- _给定文段_:

==============================

项目中的模型一直都是直接操作NV12的yuv格式数据,这次的模型只支持RGB格式的输入,正好来自己实现对应的算子。
这里记录一下对应算子的实现过程,主要涉及到NV12到RGB的变换,RGB的crop/resize操作,对于数据的Norm/ToFloat操作,调整Layout等等。
cu文件是要nvcc来进行编译的,但是其头文件可以供外部的cpp文件调用,另外这里的核函数并没有涉及到stream的考虑,因为这个涉及到之后的性能优化环节,要有先来后到。实际stream也就是在核函数调用前的<<<>>>中传入stream而已,然后之后要跟着同步stream的操作。与函数实现逻辑无关。
cuda_transformation.cu
在这里实现真正的核函数,
NV12toRGB
这里的坑点在于 BT.601/709 FULL/非FULL的yuv格式,如果出了差错会导致图像看起来色度不对,遇到过的问题就是红色很不明显,原因就是转换公式写的有问题。
__global__ void NV12toRGB(uint8_t *yuv, uint8_t *rgb, int width,
int height) {
const int nv_start = width * height;
int i, j, nv_index = 0;
uint8_t y, u, v;
int r, g, b;
j = blockIdx.x * blockDim.x + threadIdx.x;
i = blockIdx.y * blockDim.y + threadIdx.y;
if (i >= height || j >= width)
return;
nv_index = i / 2 * width + j - j % 2;
int rgb_index = i * width + j;
y = yuv[rgb_index];
u = yuv[nv_start + nv_index];
v = yuv[nv_start + nv_index + 1];
r = y + (140 * (v - 128)) / 100; // r
g = y - (34 * (u - 128)) / 100 - (71 * (v - 128)) / 100; // g
b = y + (177 * (u - 128)) / 100; // b
if (r > 255)
r = 255;
if (g > 255)
g = 255;
if (b > 255)
b = 255;
if (r < 0)
r = 0;
if (g < 0)
g = 0;
if (b < 0)
b = 0;
rgb[rgb_index * 3 + 0] = b;
rgb[rgb_index * 3 + 1] = g;
rgb[rgb_index * 3 + 2] = r;
}
int cudaNV12toRGB(uint8_t *input, uint8_t *output, size_t width,
size_t height) {
if (!input || !output)

==============================

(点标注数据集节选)
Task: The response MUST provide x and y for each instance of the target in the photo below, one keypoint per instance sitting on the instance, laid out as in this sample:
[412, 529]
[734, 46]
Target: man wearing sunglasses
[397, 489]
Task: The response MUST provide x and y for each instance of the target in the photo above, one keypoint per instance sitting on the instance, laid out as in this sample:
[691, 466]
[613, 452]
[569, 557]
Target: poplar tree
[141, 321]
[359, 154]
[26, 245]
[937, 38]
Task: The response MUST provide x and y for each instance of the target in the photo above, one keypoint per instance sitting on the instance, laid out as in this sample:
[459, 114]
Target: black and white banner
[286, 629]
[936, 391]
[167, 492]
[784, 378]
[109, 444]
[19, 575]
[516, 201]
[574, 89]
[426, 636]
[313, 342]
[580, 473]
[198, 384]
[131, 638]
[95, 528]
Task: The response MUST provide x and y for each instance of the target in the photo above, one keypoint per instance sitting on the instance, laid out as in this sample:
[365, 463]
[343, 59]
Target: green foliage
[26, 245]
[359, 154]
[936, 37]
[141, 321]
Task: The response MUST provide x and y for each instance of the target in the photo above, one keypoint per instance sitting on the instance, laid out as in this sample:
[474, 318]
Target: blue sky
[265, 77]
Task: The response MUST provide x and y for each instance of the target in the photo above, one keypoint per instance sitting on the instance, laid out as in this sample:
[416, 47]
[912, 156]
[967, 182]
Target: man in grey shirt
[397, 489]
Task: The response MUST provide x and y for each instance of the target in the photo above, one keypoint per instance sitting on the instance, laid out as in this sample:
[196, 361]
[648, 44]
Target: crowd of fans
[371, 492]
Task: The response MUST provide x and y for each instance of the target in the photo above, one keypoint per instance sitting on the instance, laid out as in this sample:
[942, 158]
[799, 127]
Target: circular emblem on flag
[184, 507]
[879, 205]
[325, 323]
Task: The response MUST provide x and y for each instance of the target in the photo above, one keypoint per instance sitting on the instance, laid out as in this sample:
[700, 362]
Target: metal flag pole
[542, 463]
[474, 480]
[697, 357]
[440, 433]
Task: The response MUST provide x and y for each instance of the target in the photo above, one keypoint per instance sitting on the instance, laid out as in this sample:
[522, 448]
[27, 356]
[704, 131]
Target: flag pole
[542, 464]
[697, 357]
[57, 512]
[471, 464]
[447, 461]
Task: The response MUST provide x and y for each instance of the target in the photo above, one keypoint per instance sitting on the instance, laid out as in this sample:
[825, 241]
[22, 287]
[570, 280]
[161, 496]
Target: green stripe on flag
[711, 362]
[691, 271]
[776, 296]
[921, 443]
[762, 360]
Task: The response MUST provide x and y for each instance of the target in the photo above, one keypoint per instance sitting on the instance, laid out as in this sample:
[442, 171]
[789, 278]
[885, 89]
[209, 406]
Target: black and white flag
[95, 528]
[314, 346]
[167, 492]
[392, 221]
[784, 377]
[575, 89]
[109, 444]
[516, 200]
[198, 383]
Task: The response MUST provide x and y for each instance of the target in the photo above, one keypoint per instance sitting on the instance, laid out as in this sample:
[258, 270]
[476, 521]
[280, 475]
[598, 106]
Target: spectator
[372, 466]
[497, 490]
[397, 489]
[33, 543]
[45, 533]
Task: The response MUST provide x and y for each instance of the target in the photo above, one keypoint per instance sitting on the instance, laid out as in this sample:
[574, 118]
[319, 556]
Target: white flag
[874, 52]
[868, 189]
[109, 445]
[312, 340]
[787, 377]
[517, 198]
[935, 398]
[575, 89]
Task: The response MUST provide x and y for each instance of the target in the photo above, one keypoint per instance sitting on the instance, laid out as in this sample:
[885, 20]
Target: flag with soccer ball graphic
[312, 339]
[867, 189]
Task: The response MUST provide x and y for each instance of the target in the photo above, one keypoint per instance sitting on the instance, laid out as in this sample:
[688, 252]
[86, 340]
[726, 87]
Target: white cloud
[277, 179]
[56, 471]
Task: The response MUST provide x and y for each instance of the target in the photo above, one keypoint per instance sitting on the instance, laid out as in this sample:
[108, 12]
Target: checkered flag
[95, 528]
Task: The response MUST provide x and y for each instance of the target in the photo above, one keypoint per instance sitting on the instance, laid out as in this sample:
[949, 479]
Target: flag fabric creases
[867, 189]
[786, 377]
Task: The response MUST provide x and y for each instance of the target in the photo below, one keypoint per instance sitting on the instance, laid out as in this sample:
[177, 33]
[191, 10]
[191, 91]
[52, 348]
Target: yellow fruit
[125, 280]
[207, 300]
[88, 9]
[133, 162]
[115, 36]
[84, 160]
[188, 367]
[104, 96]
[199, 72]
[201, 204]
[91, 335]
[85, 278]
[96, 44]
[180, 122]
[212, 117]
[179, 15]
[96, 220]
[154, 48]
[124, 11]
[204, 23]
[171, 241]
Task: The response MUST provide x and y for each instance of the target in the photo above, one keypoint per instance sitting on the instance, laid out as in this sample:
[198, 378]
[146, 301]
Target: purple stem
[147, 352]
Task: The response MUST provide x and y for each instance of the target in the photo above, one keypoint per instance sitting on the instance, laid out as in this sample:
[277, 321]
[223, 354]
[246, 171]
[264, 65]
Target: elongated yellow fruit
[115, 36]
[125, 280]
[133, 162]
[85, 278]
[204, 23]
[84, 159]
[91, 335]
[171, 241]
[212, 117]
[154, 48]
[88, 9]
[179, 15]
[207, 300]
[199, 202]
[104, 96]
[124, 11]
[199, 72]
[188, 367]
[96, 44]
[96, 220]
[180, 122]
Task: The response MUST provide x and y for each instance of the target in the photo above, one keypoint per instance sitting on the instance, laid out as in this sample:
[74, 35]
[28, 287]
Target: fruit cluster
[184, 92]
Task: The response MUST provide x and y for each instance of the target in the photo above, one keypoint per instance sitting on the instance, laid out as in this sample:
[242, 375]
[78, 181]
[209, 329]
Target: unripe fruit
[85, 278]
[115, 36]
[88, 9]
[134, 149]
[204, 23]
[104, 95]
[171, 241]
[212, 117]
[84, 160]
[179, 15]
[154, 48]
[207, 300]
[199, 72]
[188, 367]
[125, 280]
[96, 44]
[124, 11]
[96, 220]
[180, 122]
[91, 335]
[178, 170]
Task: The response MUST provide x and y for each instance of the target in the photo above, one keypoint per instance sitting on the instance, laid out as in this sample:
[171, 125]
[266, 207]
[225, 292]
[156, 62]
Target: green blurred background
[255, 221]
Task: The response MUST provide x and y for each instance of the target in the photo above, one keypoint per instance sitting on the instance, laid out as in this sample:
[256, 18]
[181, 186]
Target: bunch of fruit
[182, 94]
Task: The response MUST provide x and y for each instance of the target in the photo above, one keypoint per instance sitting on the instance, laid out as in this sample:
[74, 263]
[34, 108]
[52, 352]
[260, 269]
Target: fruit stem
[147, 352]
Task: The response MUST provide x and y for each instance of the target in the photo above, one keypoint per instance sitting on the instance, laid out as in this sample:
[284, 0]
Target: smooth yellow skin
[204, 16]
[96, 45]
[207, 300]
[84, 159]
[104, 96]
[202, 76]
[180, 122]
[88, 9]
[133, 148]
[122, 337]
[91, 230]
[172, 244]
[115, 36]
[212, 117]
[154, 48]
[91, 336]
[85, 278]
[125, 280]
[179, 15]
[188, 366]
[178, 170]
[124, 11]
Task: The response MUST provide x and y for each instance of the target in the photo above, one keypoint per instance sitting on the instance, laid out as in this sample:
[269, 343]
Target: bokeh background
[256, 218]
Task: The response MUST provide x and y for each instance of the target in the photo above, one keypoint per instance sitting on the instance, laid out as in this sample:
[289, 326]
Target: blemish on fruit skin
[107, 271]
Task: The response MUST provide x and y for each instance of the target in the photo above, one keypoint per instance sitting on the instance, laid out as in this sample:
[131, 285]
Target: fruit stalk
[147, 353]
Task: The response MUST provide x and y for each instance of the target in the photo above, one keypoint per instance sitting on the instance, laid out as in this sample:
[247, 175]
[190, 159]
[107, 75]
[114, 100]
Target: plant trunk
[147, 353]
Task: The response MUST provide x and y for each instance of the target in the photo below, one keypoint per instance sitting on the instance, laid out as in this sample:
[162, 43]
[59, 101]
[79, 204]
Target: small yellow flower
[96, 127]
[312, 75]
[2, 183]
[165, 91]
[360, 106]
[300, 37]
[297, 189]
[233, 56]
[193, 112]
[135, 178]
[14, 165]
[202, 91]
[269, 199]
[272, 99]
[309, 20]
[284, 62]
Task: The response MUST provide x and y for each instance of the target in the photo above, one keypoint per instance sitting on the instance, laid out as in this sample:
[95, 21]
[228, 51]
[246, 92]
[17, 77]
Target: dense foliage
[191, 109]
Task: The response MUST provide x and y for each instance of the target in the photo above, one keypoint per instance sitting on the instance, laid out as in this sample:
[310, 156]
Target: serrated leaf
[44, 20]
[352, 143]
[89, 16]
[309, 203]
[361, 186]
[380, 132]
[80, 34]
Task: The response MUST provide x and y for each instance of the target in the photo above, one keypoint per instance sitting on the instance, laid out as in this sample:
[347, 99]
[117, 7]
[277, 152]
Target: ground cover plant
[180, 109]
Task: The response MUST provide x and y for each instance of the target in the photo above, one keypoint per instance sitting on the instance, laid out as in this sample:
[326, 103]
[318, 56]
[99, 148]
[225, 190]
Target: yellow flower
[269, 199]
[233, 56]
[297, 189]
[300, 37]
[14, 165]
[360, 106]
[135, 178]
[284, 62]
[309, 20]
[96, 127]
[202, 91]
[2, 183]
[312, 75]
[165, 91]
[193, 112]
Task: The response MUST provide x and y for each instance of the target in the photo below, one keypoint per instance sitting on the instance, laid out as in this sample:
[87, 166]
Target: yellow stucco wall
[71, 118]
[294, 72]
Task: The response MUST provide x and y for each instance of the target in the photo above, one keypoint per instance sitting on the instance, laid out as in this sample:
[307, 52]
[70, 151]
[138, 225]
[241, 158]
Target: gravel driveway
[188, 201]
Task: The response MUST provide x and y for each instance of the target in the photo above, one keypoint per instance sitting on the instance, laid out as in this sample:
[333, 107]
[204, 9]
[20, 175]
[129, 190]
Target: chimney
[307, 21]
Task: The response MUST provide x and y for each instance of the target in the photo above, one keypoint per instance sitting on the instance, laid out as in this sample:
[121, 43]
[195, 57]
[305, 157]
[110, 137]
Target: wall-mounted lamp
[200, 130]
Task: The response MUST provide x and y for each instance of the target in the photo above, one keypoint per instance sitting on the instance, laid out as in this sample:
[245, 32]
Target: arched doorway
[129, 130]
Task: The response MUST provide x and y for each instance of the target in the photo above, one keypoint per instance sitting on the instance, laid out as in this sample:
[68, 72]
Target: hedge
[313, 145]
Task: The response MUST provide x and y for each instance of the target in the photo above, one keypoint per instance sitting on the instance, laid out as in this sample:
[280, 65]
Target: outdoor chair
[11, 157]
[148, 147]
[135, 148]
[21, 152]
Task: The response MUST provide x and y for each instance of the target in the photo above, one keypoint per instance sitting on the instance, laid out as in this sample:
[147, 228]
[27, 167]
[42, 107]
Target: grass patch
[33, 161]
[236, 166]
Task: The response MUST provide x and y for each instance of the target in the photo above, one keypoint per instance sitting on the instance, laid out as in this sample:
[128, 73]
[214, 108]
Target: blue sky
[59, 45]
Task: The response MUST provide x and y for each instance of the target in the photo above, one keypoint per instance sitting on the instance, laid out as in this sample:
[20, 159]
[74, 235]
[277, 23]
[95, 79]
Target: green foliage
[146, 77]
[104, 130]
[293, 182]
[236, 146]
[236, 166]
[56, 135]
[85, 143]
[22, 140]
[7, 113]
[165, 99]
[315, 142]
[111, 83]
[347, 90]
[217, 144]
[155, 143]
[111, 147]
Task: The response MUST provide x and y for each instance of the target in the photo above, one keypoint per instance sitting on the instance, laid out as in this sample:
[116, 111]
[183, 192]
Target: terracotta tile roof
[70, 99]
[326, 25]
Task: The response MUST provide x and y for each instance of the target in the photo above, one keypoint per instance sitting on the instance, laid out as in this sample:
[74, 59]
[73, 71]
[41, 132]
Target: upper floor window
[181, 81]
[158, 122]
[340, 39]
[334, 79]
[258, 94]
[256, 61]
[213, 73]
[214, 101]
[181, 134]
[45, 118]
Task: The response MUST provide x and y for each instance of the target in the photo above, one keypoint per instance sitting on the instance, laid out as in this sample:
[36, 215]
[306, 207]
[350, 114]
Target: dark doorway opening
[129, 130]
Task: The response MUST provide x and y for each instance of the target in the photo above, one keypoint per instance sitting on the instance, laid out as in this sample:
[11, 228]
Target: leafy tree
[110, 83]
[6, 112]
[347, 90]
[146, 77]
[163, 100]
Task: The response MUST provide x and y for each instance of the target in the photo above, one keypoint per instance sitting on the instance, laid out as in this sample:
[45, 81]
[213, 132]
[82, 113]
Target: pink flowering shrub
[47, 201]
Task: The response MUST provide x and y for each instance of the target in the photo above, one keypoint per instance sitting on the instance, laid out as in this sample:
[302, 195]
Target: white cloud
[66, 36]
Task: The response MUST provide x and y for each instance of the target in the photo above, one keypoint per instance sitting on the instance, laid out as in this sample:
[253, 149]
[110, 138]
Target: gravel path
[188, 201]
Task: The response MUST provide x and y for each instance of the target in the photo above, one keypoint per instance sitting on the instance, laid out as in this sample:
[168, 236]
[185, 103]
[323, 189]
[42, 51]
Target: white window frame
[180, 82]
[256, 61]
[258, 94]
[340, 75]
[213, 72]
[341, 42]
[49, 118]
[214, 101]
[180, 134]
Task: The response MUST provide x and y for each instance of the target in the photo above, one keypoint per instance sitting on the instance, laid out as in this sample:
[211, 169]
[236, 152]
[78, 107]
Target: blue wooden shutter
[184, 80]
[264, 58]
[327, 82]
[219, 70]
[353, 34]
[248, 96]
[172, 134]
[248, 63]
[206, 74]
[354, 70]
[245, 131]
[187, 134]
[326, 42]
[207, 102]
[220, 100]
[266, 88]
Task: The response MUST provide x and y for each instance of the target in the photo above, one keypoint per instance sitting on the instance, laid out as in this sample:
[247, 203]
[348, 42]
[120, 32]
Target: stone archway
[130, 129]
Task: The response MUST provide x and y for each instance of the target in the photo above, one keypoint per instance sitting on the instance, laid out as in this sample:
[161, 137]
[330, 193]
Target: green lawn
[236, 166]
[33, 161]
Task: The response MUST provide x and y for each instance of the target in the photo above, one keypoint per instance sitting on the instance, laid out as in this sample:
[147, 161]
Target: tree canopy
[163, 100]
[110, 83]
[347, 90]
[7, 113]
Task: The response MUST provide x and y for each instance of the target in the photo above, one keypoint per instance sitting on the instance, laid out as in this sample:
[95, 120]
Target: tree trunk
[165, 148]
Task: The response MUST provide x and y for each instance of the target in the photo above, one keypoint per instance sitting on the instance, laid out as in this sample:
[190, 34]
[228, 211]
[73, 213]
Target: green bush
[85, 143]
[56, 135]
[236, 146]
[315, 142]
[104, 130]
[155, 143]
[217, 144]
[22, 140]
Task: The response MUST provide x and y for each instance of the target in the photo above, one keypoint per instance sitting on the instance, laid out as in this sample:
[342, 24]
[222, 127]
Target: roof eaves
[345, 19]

==============================

- _待完成任务_:
请从上面那篇用CUDA实现图像预处理算子的文章最后一行之后续写下去。

- _任务答复_:
return cudaErrorInvalidDevicePointer;
const dim3 blockDim(32, 32, 1);
const dim3 gridDim((width + blockDim.x - 1) / blockDim.x,
(height + blockDim.y - 1) / blockDim.y, 1);
NV12toRGB<<<gridDim, blockDim>>>(input, output, width, height);
return cudaDeviceSynchronize();
}
RGBBilinearResize
__global__ void RGBBilinearResize(uint8_t *input, uint8_t *output,
int inputWidth, int inputHeight,
int outputWidth, int outputHeight) {
// 计算线程的全局索引
int x = blockIdx.x * blockDim.x + threadIdx.x;
int y = blockIdx.y * blockDim.y + threadIdx.y;
if (x >= outputWidth || y >= outputHeight)
return;
// gx,gy是相对于resize后的图中的点,这里计算对应的原图中的浮点位置,确定要从哪里采样
float gx = ((float)x) / outputWidth * (inputWidth - 1);
float gy = ((float)y) / outputHeight * (inputHeight - 1);
// 对应的整数位置及其偏移量
int gxi = (int)gx;
int gyi = (int)gy;
float dx = gx - gxi;
float dy = gy - gyi;
// 读取四个最近的像素值
uint8_t topLeft[3] = {input[(gyi * inputWidth + gxi) * 3 + 0],
input[(gyi * inputWidth + gxi) * 3 + 1],
input[(gyi * inputWidth + gxi) * 3 + 2]};
uint8_t topRight[3] = {input[(gyi * inputWidth + gxi + 1) * 3 + 0],
input[(gyi * inputWidth + gxi + 1) * 3 + 1],
input[(gyi * inputWidth + gxi + 1) * 3 + 2]};
uint8_t bottomLeft[3] = {input[((gyi + 1) * inputWidth + gxi) * 3 + 0],
input[((gyi + 1) * inputWidth + gxi) * 3 + 1],
input[((gyi + 1) * inputWidth + gxi) * 3 + 2]};
uint8_t bottomRight[3] = {
input[((gyi + 1) * inputWidth + gxi + 1) * 3 + 0],
input[((gyi + 1) * inputWidth + gxi + 1) * 3 + 1],
input[((gyi + 1) * inputWidth + gxi + 1) * 3 + 2]};
// 对每个通道进行双线性插值
for (int i = 0; i < 3; i++) {
float top = topLeft[i] * (1 - dx) + topRight[i] * dx;
float bottom = bottomLeft[i] * (1 - dx) + bottomRight[i] * dx;
output[(y * outputWidth + x) * 3 + i] = top * (1 - dy) + bottom * dy;
}
}
int cudaRGBBilinearResize(uint8_t *input, uint8_t *output, size_t width,
size_t height, size_t resize_width,
size_t resize_height) {
if (!input || !output)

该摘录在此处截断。